Data provided:
*** Begin section ***
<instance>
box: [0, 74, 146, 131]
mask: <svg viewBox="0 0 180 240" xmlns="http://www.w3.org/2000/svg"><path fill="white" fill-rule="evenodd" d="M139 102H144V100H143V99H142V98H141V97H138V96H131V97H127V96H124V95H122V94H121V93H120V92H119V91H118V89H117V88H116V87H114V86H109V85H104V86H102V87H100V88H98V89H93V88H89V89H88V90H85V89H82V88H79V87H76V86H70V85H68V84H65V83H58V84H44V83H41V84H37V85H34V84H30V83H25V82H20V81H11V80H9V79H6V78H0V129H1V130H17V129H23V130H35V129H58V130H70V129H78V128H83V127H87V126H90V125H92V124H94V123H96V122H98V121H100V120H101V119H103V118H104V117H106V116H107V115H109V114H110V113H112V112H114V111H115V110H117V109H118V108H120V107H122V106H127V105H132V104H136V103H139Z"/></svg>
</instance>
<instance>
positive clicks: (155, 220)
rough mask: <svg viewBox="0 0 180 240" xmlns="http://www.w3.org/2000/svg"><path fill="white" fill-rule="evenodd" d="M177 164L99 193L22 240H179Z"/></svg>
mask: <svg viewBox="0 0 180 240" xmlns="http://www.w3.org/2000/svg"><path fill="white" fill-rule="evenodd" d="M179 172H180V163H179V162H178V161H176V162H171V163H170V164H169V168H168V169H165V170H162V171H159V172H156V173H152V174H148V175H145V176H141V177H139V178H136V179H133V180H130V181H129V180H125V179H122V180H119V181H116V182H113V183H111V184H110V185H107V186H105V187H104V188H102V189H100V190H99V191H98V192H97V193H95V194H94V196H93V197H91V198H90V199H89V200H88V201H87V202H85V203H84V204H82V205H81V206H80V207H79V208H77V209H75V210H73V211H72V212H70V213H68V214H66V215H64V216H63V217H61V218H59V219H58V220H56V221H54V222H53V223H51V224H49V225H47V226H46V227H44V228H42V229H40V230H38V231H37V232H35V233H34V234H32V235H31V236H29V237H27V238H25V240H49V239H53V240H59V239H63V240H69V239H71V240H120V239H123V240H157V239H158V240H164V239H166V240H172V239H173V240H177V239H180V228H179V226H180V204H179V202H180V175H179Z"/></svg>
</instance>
*** End section ***
*** Begin section ***
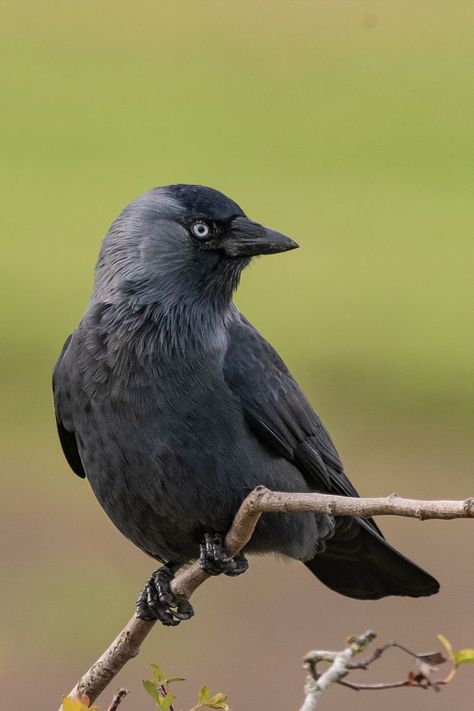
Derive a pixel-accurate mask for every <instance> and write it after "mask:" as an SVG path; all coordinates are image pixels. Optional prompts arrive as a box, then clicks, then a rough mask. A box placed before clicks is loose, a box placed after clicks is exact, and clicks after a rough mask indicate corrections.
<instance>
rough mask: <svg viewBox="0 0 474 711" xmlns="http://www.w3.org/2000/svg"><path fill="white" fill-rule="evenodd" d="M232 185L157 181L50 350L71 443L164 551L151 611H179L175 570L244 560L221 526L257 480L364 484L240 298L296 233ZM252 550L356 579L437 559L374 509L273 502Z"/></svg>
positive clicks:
*** End section ***
Activity: Pull out every line of the material above that contains the word "clicks".

Exercise response:
positive clicks: (155, 220)
Derive a pixel-accurate mask for every <instance> and write it after "mask:" as an SVG path; all coordinates are image pixels. Optional prompts arrive as a box, then clicks, then a rough mask. A box placed before clicks is loose, a box placed after clicks is exact, and clicks after a rough mask indicate corrections.
positive clicks:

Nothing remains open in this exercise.